Texto selecionado:

Esses sistemas de informação lidam com conhecimento explícito, cuja estrutura é centralizada e dispersa. Disperso, pois nem todos possuem acesso ao conhecimento, como por exemplo o sistema do setor de gestão de pessoas. No entanto, é centralizado pois as pessoas que fazem parte dessa área de negócio têm acesso ao sistema e os conhecimentos nele contidos. A busca pelos conhecimentos experienciais varia conforme o sistema utilizado, porém em alguns deles – como o CRM – podem ser por palavras-chave, como o nome da empresa ou do cliente.

Com relação aos processos operativos, os conhecimentos são filtrados, pois ocorre filtragem dos conteúdos a serem inseridos. A manutenção depende do sistema de informação, sendo um processo comum à habilitação e desabilitação de acesso. Os conhecimentos experienciais são acessíveis por meio da tecnologia. Dois desses sistemas estão em fase de incorporação à cultura organizacional. Foram implementados, no entanto, espera-se que os colaboradores criem rotinas para adequar o uso desses sistemas no desempenho de suas atividades.

4.2.5 Mídia social corporativa

Dos 10 entrevistados, dois citaram a mídia social corporativa como sendo fonte de busca de memória experiencial. É uttilizada como sistema de memória organizacional por uma pequena minoria. Consiste em uma plataforma de mídia social que reúne colaboradores, parceiros e gerentes da organização, que compartilham conhecimentos e interagem entre si. É um Facebook corporativo.

Uma das propostas da ferramenta é de servir como base de conhecimento, no entanto, a organização do estudo de caso a considera como ferramenta para comunicação interna. Ela possui potencial como um sistema de memória organizacional efetivo, de acordo com um dos gerentes:

“É uma ferramenta excelente, se usada. Acho que tem um potencial muito grande, [...] e poderia ter uma conotação ainda mais corporativa, com a ideia de substituir a intranet” (Entrevistado 2)

Dentre as dificuldades associadas a este sistema de memória estão:

- Impossibilidade de realizar busca por palavras-chave;

- Disponibilização das informações por data recente, dificultando o acesso a informações antigas;

- Informações temporais e que não necessariamente estão associadas ao desempenho das atividades da organização, o que impacta na percepção que os colaboradores têm do sistema;

- Ferramenta identificada na organização como sendo para comunicação.

Na mídia social corporativa, o conhecimento trabalhado é o explícito e a estrutura é dispersa. Isto porque os colaboradores não têm acesso ao mesmo conhecimento, ao envolver relacionamentos, e pelo conhecimento experiencial estar disperso entre os colaboradores. Ela não possibilita a busca pelos conhecimentos, apenas pelo nome dos colaboradores e setores que possuem perfis na plataforma. A partir disso, os resultados são listados por data, da mais recente a mais antiga, demandando tempo e disposição do usuário para encontrar conhecimentos, sendo portanto, pouco utilizada pelos gerentes.

Tarefas propostas:
1. Transcreva do texto sobre sistemas de memória organizacional o trecho que começa em "Com relação aos" e termina em "de suas atividades.".
2. Dê continuidade ao texto sobre sistemas de memória organizacional a partir da última frase apresentada.

Registros fornecidos:

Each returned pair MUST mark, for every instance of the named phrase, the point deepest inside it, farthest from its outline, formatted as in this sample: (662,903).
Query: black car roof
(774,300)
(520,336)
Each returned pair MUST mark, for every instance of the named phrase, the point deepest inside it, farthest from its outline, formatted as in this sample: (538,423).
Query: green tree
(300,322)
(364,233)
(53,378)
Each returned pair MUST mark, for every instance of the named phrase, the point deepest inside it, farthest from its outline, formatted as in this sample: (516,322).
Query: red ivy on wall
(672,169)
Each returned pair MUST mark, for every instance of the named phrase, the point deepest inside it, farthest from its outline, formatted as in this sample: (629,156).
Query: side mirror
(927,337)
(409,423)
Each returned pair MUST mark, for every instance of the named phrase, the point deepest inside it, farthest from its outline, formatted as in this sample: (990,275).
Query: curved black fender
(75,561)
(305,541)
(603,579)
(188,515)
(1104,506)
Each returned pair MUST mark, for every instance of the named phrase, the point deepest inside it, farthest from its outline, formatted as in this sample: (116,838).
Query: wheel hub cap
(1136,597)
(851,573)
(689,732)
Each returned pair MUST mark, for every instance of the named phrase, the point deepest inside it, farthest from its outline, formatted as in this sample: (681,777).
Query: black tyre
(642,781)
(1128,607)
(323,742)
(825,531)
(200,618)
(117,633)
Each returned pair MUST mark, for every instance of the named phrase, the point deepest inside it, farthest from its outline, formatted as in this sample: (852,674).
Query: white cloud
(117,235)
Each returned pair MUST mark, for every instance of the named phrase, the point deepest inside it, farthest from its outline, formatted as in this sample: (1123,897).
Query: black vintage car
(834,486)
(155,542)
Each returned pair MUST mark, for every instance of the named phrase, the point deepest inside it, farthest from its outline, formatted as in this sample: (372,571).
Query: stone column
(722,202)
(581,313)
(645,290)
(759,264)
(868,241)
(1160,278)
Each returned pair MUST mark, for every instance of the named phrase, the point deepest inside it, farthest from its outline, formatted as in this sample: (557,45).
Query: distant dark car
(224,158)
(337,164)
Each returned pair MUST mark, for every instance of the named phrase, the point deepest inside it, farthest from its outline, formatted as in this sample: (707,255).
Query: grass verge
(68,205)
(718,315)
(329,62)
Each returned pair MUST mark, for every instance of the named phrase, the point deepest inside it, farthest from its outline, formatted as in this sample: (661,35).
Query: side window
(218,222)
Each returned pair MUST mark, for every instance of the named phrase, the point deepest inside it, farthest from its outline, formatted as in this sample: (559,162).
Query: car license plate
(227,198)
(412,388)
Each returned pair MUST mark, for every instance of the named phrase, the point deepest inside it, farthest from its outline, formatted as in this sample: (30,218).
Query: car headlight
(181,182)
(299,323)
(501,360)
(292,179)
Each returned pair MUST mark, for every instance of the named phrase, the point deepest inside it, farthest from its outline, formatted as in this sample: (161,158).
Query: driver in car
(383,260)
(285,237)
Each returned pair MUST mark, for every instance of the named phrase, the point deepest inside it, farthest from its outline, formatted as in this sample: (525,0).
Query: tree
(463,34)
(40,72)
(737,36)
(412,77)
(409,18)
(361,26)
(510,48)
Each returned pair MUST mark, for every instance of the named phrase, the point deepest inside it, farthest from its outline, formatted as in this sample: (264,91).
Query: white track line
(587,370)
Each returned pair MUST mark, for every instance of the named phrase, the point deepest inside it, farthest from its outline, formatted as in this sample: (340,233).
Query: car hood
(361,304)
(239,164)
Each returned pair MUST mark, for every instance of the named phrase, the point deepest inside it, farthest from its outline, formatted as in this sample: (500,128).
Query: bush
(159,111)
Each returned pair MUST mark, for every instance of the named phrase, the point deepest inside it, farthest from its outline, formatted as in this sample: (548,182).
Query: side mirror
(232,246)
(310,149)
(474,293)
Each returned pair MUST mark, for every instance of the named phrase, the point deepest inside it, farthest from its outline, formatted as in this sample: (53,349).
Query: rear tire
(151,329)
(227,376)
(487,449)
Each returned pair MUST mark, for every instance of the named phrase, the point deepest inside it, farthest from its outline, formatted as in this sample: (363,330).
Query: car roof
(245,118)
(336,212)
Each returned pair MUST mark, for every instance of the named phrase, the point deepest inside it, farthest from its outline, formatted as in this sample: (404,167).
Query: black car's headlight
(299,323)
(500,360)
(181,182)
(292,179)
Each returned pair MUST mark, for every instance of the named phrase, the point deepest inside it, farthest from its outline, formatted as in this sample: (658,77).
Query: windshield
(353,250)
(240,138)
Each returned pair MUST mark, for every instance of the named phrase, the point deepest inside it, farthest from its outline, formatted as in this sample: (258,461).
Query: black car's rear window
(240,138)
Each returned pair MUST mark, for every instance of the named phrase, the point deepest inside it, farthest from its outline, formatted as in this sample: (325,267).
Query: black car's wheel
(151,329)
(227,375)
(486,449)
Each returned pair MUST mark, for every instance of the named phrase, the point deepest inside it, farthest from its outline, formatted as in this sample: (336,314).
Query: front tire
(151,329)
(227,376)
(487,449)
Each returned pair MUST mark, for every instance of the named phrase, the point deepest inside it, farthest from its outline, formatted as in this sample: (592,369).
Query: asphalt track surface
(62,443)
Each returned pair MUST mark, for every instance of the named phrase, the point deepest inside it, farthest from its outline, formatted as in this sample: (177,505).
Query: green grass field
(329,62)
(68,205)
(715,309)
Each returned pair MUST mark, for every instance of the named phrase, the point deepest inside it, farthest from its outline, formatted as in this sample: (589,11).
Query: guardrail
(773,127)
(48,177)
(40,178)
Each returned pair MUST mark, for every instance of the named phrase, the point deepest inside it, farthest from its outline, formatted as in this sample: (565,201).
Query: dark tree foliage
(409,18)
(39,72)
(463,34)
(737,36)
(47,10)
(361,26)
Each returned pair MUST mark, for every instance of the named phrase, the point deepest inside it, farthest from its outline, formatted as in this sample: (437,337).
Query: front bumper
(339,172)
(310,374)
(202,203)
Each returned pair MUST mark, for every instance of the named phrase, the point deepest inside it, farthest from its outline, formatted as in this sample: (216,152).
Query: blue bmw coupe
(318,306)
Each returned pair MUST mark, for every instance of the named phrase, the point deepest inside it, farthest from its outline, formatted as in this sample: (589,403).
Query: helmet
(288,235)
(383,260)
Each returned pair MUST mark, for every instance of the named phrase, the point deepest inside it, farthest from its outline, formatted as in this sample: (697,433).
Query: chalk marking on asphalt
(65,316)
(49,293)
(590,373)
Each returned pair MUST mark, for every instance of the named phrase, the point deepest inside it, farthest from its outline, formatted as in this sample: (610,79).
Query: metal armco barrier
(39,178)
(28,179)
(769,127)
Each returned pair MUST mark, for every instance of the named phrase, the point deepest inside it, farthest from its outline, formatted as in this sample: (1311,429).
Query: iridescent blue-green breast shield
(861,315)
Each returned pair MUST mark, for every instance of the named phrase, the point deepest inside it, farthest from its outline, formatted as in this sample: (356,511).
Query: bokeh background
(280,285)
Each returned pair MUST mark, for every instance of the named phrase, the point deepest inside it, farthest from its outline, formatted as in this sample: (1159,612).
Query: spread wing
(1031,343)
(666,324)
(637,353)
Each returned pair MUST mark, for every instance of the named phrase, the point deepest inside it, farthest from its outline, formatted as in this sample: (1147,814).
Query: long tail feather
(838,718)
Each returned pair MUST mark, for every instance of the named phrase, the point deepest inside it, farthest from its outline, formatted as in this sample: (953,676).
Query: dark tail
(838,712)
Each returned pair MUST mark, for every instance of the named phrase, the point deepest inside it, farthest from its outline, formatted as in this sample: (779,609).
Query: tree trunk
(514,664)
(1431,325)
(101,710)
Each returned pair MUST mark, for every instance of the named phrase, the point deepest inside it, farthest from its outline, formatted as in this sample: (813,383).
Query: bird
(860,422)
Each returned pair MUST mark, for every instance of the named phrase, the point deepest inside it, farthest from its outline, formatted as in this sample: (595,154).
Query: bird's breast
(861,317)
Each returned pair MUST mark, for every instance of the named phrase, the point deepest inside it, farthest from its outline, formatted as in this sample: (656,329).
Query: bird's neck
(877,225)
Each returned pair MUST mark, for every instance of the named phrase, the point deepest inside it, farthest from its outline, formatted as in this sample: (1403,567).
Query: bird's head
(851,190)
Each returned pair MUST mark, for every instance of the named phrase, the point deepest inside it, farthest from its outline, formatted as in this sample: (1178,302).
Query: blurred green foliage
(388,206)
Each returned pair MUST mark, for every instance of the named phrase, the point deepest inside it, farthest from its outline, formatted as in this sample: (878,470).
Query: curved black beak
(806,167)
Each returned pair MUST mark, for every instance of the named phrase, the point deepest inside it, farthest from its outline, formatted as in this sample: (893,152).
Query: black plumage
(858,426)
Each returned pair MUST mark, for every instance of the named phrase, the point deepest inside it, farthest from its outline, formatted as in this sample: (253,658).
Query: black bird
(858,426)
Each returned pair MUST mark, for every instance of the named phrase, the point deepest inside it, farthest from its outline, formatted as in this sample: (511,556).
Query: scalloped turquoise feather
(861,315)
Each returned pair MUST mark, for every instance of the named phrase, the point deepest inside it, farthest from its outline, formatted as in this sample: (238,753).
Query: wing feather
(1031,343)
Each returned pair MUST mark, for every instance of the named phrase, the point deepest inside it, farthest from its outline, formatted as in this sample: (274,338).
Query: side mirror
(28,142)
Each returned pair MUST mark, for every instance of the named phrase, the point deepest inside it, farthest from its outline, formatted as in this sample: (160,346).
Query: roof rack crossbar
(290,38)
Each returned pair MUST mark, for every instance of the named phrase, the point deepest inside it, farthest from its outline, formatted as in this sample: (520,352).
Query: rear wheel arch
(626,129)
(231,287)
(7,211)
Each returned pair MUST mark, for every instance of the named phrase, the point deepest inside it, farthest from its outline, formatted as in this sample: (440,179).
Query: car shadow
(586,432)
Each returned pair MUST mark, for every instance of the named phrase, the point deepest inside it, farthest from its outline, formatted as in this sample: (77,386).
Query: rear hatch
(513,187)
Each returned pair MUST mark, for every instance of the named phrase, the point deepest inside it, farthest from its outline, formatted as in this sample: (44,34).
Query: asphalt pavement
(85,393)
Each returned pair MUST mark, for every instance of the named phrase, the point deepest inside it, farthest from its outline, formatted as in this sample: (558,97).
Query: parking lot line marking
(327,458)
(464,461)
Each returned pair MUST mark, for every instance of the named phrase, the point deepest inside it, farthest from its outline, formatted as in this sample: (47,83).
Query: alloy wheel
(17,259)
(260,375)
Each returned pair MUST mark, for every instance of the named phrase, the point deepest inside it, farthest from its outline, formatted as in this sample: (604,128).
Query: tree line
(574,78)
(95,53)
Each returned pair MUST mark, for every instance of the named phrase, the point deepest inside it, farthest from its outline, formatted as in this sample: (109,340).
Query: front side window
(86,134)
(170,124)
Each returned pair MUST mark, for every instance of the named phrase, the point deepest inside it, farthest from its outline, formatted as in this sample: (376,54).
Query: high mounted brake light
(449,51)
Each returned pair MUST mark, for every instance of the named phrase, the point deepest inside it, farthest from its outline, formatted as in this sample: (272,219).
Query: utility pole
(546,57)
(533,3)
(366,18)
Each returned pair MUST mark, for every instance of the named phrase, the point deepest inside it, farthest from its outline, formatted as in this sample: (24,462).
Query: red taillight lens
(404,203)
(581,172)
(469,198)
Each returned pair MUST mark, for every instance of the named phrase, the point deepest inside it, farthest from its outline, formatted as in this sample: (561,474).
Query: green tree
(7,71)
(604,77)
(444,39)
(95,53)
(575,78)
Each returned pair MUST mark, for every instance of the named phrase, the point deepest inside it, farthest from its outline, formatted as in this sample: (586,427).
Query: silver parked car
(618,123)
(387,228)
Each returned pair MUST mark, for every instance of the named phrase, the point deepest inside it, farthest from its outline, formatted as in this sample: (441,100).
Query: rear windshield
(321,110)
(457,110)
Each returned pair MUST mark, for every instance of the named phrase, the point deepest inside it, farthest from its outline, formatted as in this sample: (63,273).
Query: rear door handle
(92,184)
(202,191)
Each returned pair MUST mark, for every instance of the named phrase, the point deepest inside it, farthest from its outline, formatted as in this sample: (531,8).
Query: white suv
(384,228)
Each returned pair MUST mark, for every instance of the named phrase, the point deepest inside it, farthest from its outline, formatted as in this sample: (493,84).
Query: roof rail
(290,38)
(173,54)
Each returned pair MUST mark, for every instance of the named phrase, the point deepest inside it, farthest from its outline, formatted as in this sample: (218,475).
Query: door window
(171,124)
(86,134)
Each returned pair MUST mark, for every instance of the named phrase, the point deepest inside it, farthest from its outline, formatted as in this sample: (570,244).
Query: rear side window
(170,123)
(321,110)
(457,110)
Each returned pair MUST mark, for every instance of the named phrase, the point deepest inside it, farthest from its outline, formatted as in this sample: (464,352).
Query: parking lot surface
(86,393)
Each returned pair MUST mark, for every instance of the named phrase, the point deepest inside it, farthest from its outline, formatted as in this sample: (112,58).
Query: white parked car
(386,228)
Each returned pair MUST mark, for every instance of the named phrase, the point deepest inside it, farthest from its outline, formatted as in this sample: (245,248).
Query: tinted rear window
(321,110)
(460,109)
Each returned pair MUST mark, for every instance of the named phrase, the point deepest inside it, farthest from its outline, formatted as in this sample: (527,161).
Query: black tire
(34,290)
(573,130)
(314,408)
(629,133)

Respostas às tarefas:
1.
Com relação aos processos operativos, os conhecimentos são filtrados, pois ocorre filtragem dos conteúdos a serem inseridos. A manutenção depende do sistema de informação, sendo um processo comum à habilitação e desabilitação de acesso. Os conhecimentos experienciais são acessíveis por meio da tecnologia. Dois desses sistemas estão em fase de incorporação à cultura organizacional. Foram implementados, no entanto, espera-se que os colaboradores criem rotinas para adequar o uso desses sistemas no desempenho de suas atividades.

2.
“Ela não organiza as informações no perfil. Ele mistura com o perfil de outras pessoas que postaram outras coisas. Então, eu não consigo entrar só em um perfil e encontrar o que foi postado. Para mim é uma dificuldade (...). A gente passa bastante tempo procurando (...)” (Entrevistado 7)

O conhecimento não perpassa por intermediários, sendo o conteúdo não filtrado. Para inserção de arquivos, basta o usuário logar na mídia, buscar o grupo de trabalho ou publicar o documento para a disponibilização temporal para toda a organização. A manutenção engloba a etapa de habilitação e desabilitação de usuários. Vale destacar que com a saída dos colaboradores, a busca por conteúdos publicados não é viável. No entanto, interações realizadas por eles são visíveis nos conteúdos publicados. O acesso aos conhecimentos é viabilizado pela tecnologia. Embora reconhecida por um dos gestores como sendo importante como ferramenta para a gestão do conhecimento, a mídia social corporativa é um sistema de memória pouco utilizado e reconhecido.

4.3 Efetividade dos sistemas de memória

A efetividade dos sistemas de memória para a recuperação de conhecimentos experienciais da organização está relacionada a alguns aspectos, como o conteúdo que o sistema de memória comporta, a estrutura e os processos a ele relacionados. Foi analisada a efetividade dos sistemas de memória identificados na organização, conforme percebida pelos gestores. O Quadro 7 apresenta essas informações. A primeira coluna do quadro mostra os sistemas de memória identificados, a segunda o número de entrevistados que mencionaram o sistema como sendo efetivo e a terceira coluna, uma breve citação relacionada à efetividade daquele sistema.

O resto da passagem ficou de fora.